*** Begin section ***

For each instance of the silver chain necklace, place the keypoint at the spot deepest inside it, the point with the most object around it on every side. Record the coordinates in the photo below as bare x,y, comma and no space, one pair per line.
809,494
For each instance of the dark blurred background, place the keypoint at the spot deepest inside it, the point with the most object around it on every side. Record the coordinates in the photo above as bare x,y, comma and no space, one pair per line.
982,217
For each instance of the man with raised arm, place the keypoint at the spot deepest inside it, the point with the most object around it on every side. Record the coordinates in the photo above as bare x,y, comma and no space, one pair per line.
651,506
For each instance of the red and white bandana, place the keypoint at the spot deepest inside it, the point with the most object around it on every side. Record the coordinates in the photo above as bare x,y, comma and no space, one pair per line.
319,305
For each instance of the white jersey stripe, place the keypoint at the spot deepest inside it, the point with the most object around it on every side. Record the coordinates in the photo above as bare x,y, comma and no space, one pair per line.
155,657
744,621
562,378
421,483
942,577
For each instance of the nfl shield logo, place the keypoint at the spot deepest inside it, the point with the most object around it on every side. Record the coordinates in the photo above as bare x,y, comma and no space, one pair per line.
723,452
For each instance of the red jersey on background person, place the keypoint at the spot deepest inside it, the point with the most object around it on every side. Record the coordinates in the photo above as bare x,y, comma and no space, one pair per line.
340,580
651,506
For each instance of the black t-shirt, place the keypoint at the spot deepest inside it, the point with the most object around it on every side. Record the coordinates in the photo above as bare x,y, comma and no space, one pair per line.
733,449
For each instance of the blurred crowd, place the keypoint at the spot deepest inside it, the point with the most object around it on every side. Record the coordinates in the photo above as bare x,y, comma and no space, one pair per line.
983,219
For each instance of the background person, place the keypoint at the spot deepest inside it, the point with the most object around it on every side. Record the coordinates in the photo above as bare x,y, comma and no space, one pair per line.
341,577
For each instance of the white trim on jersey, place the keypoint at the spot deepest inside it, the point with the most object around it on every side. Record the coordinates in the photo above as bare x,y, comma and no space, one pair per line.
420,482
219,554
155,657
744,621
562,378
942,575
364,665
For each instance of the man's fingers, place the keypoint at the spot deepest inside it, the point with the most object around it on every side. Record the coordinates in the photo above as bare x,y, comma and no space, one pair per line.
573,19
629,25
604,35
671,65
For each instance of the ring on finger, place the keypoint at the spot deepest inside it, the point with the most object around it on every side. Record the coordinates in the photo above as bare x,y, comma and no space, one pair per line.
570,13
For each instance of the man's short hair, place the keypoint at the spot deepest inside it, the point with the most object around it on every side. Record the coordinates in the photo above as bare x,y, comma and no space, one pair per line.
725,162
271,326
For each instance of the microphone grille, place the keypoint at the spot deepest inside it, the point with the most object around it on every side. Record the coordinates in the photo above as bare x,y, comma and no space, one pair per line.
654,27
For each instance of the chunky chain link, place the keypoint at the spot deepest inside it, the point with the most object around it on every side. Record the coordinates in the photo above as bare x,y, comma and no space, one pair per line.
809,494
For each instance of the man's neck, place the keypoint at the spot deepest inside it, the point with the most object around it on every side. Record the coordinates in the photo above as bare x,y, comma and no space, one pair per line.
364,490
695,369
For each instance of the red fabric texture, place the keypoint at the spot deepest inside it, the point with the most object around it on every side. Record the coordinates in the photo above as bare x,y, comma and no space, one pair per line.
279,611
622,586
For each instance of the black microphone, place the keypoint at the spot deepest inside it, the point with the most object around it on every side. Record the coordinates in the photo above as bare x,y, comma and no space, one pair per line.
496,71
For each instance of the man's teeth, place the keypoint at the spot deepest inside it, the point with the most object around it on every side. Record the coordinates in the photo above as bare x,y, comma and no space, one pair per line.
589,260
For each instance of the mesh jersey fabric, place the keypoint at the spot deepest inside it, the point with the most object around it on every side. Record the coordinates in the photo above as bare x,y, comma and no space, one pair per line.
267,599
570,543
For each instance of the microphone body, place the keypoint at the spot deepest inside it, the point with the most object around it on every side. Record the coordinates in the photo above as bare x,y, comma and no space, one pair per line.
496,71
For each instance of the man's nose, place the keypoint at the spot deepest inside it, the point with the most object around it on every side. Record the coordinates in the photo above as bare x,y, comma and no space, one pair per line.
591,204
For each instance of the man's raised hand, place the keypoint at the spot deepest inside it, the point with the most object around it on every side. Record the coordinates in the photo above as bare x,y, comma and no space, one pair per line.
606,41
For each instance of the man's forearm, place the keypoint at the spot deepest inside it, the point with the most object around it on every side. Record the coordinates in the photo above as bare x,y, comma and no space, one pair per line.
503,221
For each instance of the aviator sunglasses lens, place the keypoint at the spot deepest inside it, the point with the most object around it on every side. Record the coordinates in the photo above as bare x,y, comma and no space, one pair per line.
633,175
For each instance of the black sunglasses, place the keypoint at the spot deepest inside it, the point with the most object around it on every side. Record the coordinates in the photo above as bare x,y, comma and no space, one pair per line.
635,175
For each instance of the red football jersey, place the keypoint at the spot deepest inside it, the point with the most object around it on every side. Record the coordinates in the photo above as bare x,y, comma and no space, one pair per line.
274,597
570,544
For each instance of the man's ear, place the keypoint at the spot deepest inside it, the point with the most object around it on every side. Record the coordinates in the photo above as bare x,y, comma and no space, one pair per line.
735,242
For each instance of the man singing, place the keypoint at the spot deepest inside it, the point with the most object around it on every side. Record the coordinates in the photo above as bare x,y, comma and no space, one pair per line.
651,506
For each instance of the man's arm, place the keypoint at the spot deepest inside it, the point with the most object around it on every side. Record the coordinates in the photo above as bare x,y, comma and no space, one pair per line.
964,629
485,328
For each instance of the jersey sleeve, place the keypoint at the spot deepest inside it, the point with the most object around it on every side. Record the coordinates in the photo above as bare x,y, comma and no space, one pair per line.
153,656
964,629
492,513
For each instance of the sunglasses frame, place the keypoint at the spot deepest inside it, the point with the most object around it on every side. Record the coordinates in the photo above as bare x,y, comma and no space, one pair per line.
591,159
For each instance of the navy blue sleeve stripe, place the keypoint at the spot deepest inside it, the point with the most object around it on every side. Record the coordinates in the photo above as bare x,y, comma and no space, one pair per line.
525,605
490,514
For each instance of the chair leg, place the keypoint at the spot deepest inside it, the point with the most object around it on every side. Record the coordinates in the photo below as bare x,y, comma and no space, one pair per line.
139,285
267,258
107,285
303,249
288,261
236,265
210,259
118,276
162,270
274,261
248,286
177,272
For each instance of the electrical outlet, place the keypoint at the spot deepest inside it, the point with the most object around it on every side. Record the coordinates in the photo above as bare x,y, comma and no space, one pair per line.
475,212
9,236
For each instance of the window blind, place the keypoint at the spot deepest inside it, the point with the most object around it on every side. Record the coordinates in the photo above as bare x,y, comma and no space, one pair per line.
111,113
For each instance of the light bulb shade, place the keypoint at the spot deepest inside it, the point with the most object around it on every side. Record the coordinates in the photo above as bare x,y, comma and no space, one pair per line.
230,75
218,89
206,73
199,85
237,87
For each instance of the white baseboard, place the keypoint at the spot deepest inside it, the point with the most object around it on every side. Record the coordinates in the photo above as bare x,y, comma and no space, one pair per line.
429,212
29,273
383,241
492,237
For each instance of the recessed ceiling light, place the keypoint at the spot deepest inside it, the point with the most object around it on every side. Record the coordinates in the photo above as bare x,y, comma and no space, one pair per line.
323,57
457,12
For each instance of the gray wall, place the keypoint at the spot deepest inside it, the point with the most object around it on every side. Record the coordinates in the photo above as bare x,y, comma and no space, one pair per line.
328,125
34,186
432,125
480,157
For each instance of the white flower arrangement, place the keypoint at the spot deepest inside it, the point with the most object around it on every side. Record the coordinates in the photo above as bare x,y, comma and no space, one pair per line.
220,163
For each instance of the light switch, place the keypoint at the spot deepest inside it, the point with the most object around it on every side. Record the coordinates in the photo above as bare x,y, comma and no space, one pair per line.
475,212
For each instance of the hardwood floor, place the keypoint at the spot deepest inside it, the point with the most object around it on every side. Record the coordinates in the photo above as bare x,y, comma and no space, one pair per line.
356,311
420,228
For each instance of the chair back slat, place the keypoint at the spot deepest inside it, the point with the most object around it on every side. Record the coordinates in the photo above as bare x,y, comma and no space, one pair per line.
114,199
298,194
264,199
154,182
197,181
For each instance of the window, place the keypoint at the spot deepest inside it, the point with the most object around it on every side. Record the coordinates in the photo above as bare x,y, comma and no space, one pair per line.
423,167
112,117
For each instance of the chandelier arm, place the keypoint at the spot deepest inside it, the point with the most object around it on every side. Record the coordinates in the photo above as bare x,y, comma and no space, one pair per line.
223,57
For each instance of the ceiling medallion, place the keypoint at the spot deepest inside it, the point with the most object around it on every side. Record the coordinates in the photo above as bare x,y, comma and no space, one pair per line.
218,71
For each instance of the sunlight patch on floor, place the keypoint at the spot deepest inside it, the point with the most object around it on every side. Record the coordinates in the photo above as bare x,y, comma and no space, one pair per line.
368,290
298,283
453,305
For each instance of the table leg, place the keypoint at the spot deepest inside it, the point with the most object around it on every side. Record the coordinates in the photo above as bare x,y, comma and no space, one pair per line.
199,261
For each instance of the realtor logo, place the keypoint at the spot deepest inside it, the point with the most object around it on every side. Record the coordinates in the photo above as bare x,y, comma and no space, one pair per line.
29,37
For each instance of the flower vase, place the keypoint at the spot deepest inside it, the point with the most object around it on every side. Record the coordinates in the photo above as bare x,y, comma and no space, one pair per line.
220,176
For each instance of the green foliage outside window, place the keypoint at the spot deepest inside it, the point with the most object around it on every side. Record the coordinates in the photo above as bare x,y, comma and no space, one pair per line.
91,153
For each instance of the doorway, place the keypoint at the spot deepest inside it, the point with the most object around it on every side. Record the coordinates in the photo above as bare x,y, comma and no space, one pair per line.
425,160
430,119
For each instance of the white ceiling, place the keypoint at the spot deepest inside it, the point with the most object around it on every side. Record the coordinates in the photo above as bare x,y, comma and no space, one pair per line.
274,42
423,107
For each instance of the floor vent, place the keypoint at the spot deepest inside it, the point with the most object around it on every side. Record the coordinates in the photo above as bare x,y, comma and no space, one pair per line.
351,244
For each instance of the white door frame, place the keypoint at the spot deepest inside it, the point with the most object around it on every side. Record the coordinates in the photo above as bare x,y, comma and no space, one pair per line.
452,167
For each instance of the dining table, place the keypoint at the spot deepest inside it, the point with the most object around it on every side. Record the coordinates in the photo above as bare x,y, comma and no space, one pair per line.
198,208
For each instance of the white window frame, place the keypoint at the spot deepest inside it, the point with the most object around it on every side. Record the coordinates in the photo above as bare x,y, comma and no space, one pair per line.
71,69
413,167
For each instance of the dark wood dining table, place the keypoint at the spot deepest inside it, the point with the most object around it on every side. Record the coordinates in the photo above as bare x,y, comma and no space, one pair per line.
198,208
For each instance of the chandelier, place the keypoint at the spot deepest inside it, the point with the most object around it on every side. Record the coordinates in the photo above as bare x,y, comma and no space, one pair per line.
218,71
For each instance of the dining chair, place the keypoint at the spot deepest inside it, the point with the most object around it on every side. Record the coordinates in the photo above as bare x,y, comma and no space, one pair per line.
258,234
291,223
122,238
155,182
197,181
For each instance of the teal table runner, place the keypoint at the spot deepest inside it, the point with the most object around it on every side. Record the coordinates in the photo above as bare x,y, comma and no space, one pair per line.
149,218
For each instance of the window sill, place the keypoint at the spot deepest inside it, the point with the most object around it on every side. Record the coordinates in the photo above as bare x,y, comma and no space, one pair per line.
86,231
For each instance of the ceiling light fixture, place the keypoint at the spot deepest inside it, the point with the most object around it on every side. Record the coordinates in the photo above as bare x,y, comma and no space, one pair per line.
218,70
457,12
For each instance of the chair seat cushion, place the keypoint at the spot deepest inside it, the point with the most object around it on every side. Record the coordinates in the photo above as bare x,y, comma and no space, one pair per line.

*** End section ***

* [EXERCISE]
Look for the line that contains "For each instance of the teal" in the listing above. Set down that line and each line after it, ending with the last one.

* [THE ANSWER]
For each instance of the teal table runner, place the keypoint at the spot deepest inside it, the point with the most object around it on every side. Record the coordinates in the photo above as bare x,y, comma and no space, one pair per line.
149,218
For each instance of the window sill, place the keypoint at the spot deepest inside it, the point with the most object around it on every side. Record the coordinates in the photo above as bare x,y, comma and no space, one pair per line.
86,231
For each instance of the ceiling light fixture, place the keypoint at the spot deepest inside it, the point with the most object around it on every side. Record the coordinates in the photo above as bare x,y, comma and no space, one pair per line.
218,70
457,12
For each instance of the chair seat cushion, place the keypoint at the spot deepest inside it, the point with the most object around it on every side. Record the coordinates in the photo above as bare x,y, comma and no space, one pair per line.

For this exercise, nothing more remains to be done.